* _Tasks to perform_:
(a) Answer these questions from the options clause, one per line:
(i) How long is the period after which unexercised options are cancelled?
(ii) Under the clause's list of events, what kind of asset sale counts as a Sale or Public Offering?
(iii) What is the last event listed?
(b) Write out the part of the options clause starting with "(iii) The merger" and going on through "of the Corporation.".

* _Reading passage_:
■ ■ ■ ■

Upon the expiration of the twenty (20) day period, all then unexercised options
shall be permanently cancelled. For purposes of this paragraph, a Sale or Public
Offering shall be deemed to occur upon the happening of any one of the
following:

            (i)   A sale of all or substantially all of the Corporation's assets
                  outside the ordinary course of business;

            (ii)  An offer to purchase at least a majority of the Corporation's
                  issued and outstanding common stock or an offer to the
                  Corporation's shareholders to tender for sale at least a
                  majority of the Corporation's issued and outstanding common
                  stock, which offer is accepted or tender made with respect to
                  at least a majority of the Corporation's issued and
                  outstanding shares of common stock;

            (iii) The merger or consolidation of the Corporation with another
                  corporation or entity; or

            (iv)  A dissolution or liquidation of the Corporation.

■ ■ ■ ■

* _Dataset rows_:
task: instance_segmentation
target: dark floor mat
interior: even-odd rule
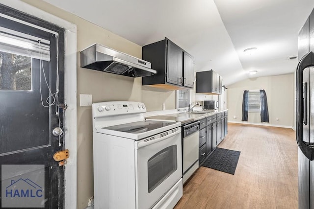
[[[235,175],[241,152],[216,148],[202,166]]]

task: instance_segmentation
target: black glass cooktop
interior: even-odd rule
[[[167,126],[176,123],[154,121],[139,121],[103,128],[122,132],[139,134]]]

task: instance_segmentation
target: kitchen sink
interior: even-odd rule
[[[179,113],[182,114],[207,114],[209,113],[206,112],[200,112],[200,111],[189,111],[189,112],[183,112],[182,113]]]
[[[195,111],[194,111],[194,112],[198,112],[199,113],[205,113],[205,114],[206,113],[213,113],[214,112],[215,112],[214,110],[196,110]]]

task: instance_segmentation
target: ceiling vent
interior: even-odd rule
[[[294,59],[296,59],[297,58],[298,58],[297,56],[292,56],[292,57],[288,57],[288,60],[294,60]]]

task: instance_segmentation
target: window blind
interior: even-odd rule
[[[0,27],[0,50],[50,61],[50,41]]]
[[[190,104],[189,90],[179,90],[178,95],[178,108],[188,107]]]
[[[260,91],[249,91],[249,111],[261,111]]]

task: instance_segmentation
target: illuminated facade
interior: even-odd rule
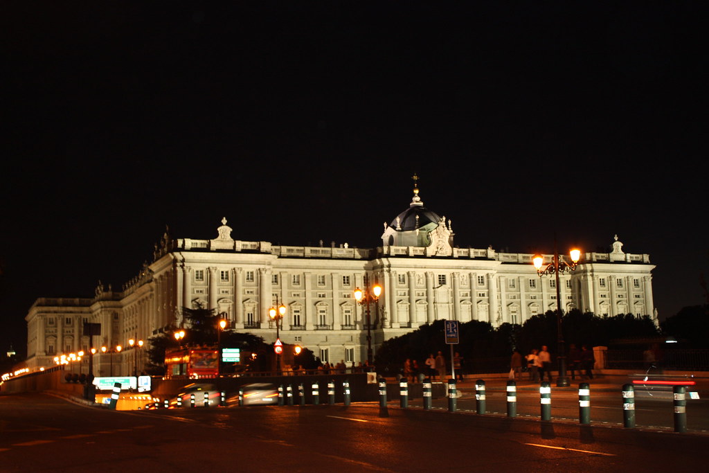
[[[92,299],[38,299],[26,318],[28,365],[50,366],[59,353],[87,352],[82,329],[90,322],[101,326],[94,346],[123,347],[97,354],[94,373],[108,375],[110,362],[113,374],[128,374],[145,359],[127,347],[128,339],[172,333],[183,325],[183,307],[224,313],[230,330],[273,342],[268,309],[277,299],[287,307],[284,343],[306,347],[323,361],[363,362],[367,328],[353,291],[363,287],[365,275],[383,287],[370,307],[375,351],[384,340],[435,320],[498,326],[557,307],[555,279],[537,276],[532,255],[455,247],[450,221],[427,209],[415,187],[408,208],[385,224],[377,248],[275,246],[234,240],[231,233],[225,218],[213,240],[173,239],[166,233],[152,262],[121,291],[99,284]],[[625,253],[622,246],[615,238],[610,252],[585,252],[575,271],[560,274],[564,311],[649,315],[657,323],[654,266],[647,255]]]

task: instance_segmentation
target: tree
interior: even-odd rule
[[[709,348],[709,306],[683,307],[660,327],[664,335],[685,341],[691,348]]]

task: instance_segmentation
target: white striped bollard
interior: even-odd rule
[[[431,379],[424,378],[422,387],[423,389],[423,408],[428,411],[432,407],[433,404],[431,399]]]
[[[399,381],[399,406],[403,408],[408,407],[408,382],[406,378]]]
[[[591,423],[591,386],[588,383],[579,384],[579,423]]]
[[[479,414],[484,414],[487,410],[487,401],[485,395],[485,382],[478,379],[475,382],[475,406]]]
[[[623,386],[623,426],[626,428],[635,427],[635,388],[632,384]]]
[[[674,406],[674,431],[687,431],[687,388],[675,386],[672,388]]]
[[[545,381],[539,386],[540,404],[542,406],[542,420],[552,420],[552,385]]]
[[[517,417],[517,383],[513,379],[507,382],[507,416]]]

■ ■ ■ ■

* _Answers to each task_:
(a)
(i) Twenty (20) days.
(ii) A sale of all or substantially all of the Corporation's assets outside the ordinary course of business.
(iii) A dissolution or liquidation of the Corporation.

(b)
(iii) The merger or consolidation of the Corporation with another
                  corporation or entity; or

            (iv)  A dissolution or liquidation of the Corporation.